▸ Using the information
1/ For the article on injured Philly cops, decide whether each statement agrees with the text: (a) the city spent $24 million in fiscal year 2021 on salaries for police officers too hurt to work; (b) all seven long-term doctors the police union has chosen since 2004 have histories of alleged questionable behavior; (c) the number of officers deemed unavailable to work has more than doubled since 2017. For each, answer yes or no and quote the words of the text that settle it.
2/ Condense the paragraph of the article on injured Philly cops that begins "The number of officers that doctors deemed" into one shorter sentence that keeps its main facts.
3/ Duplicate the stretch of the article on injured Philly cops from "About 20 years" through "2008, the Inquirer reported.".

*** Selected passage

Injured Philly Cops Stay Home Longer Than They Need
The doctors selected by the Philadelphia police union to treat injured cops on Pennsylvania’s generous Heart and Lung disability benefit have questionable practices and often keep cops out of work for much longer than accepted treatment guidelines recommend.
About 20 years ago, the Fraternal Order of Police Lodge 5 negotiated the ability to choose its own disability doctors, repeatedly recruiting physicians with questionable practices, according to an investigative report by The Philadelphia Inquirer.
The city spent $24 million on salaries for police officers who are too hurt to work in fiscal year 2021, up from $6.7 million in 2008, the Inquirer reported.
This is as Philadelphia has seen high levels of gun violence, and police bosses find themselves with an officer shortage.
This uncommon arrangement, “is rife with potential conflict,” according to medical ethicists, the Inquirer reported. “To maintain a stream of patients and reliable revenue, doctors may feel obligated to keep an officer out of work longer than medically appropriate.”
Of the seven long-term doctors the police union has chosen since 2004, five have histories of alleged questionable behavior, The Inquirer found.
All worked out of small or solo practices “that operated lucrative diet-pill businesses for cash,” the newspaper reported.
One of the doctors lied in 2020, claiming to be a Philadelphia police officer when she was arrested for drunk driving. Two more declared bankruptcy.
The Inquirer raised the question: why did the police union select these doctors, especially in a medical hub like Philadelphia?
The number of officers that doctors deemed unavailable to work had more than doubled since 2017, now numbering one in seven patrol officers, the Inquirer reported.
When the officers aren’t working, their paychecks aren’t subject to state or federal income taxes, essentially giving them a 20 percent raise.
If officers are truly injured on the job, they should be on paid medical leave. This arrangement doesn’t pass the smell test and has cost city taxpayers $24 million in one year alone.

******
*** Records provided

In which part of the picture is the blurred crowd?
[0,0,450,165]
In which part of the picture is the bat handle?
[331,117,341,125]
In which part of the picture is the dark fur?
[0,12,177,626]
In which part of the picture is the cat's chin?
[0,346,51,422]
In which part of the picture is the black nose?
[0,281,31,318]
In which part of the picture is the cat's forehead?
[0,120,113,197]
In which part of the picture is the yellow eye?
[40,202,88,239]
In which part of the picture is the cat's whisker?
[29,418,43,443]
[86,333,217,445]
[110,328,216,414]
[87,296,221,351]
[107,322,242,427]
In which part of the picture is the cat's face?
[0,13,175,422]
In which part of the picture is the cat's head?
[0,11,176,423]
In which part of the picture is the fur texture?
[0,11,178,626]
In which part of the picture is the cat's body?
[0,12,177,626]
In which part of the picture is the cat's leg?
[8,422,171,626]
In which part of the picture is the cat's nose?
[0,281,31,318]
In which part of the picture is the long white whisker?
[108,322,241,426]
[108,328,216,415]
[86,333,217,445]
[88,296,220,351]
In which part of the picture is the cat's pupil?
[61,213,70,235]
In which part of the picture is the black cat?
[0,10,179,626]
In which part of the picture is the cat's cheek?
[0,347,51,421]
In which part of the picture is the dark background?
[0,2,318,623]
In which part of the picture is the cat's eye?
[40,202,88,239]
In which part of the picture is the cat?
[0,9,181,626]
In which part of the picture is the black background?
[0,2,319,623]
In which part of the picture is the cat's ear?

******
*** Records provided

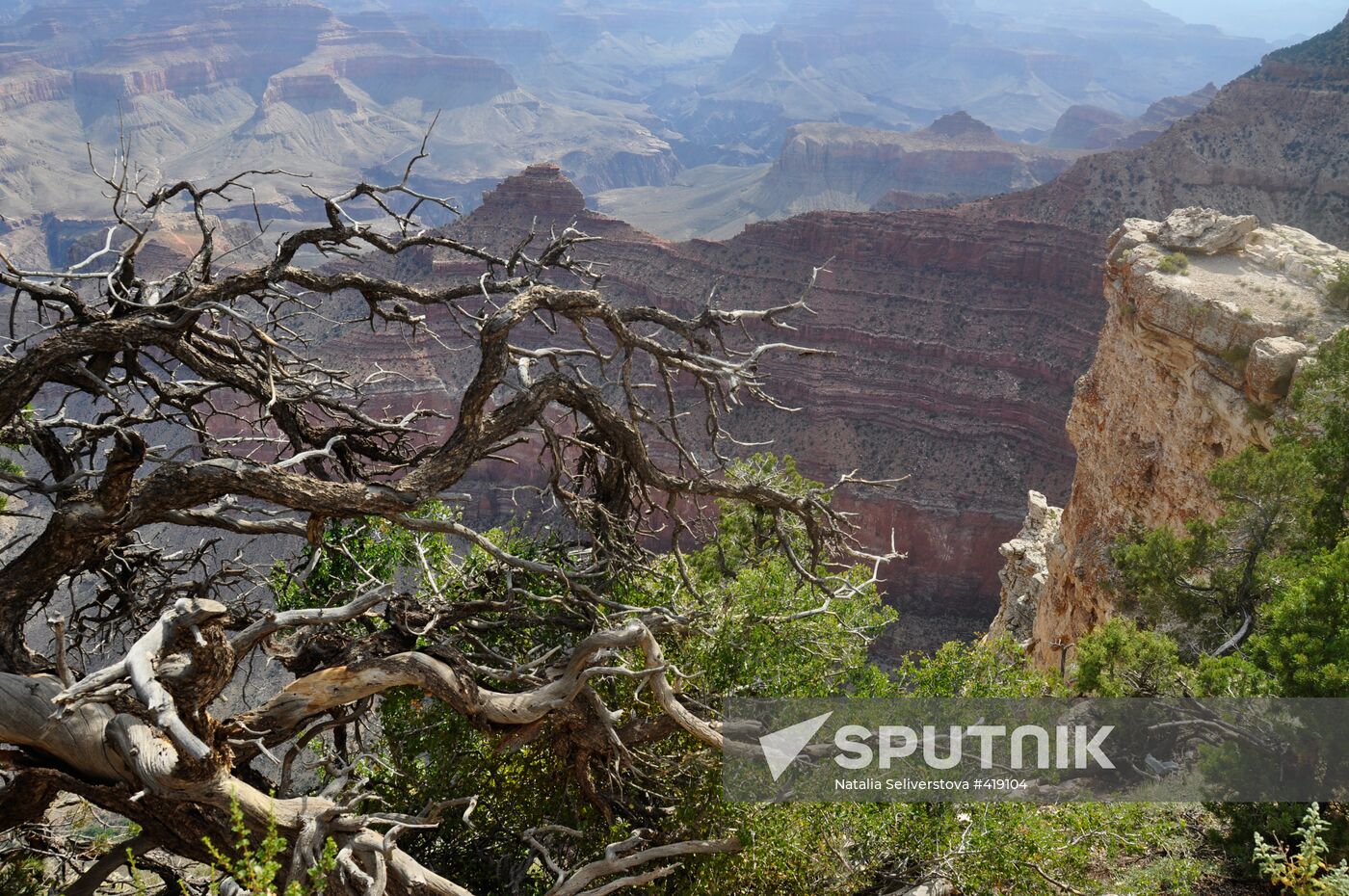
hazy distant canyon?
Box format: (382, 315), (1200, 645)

******
*** Records provided

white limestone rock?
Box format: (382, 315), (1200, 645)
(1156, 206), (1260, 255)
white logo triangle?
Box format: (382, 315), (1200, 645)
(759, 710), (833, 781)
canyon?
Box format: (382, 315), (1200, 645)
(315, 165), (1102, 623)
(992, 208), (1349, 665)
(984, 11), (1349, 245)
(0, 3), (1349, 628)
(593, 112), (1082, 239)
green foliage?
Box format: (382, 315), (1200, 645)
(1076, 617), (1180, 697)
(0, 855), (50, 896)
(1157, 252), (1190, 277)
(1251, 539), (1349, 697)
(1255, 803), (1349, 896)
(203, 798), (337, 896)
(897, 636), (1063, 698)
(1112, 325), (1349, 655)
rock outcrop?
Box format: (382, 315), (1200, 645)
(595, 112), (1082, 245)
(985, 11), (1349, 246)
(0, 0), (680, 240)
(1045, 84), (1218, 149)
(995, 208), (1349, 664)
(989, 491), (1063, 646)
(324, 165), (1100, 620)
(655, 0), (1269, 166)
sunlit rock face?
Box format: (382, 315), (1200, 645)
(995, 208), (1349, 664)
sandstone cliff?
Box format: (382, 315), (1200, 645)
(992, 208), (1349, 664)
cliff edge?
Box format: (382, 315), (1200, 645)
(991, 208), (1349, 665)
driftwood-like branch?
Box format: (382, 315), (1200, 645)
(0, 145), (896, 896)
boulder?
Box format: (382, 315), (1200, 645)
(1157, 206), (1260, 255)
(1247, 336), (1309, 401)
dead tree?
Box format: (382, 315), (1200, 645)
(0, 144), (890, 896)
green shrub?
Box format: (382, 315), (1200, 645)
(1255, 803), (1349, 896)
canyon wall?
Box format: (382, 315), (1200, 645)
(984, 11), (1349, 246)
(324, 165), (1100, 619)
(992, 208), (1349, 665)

******

▸ Results for the exercise
1/
(a) Yes: "The city spent $24 million on salaries for police officers who are too hurt to work in fiscal year 2021"
(b) No: "Of the seven long-term doctors the police union has chosen since 2004, five have histories of alleged questionable behavior"
(c) Yes: "The number of officers that doctors deemed unavailable to work had more than doubled since 2017"

2/ According to the Inquirer, the number of officers doctors judged unfit for work has more than doubled since 2017, reaching one in seven patrol officers.

3/
About 20 years ago, the Fraternal Order of Police Lodge 5 negotiated the ability to choose its own disability doctors, repeatedly recruiting physicians with questionable practices, according to an investigative report by The Philadelphia Inquirer.
The city spent $24 million on salaries for police officers who are too hurt to work in fiscal year 2021, up from $6.7 million in 2008, the Inquirer reported.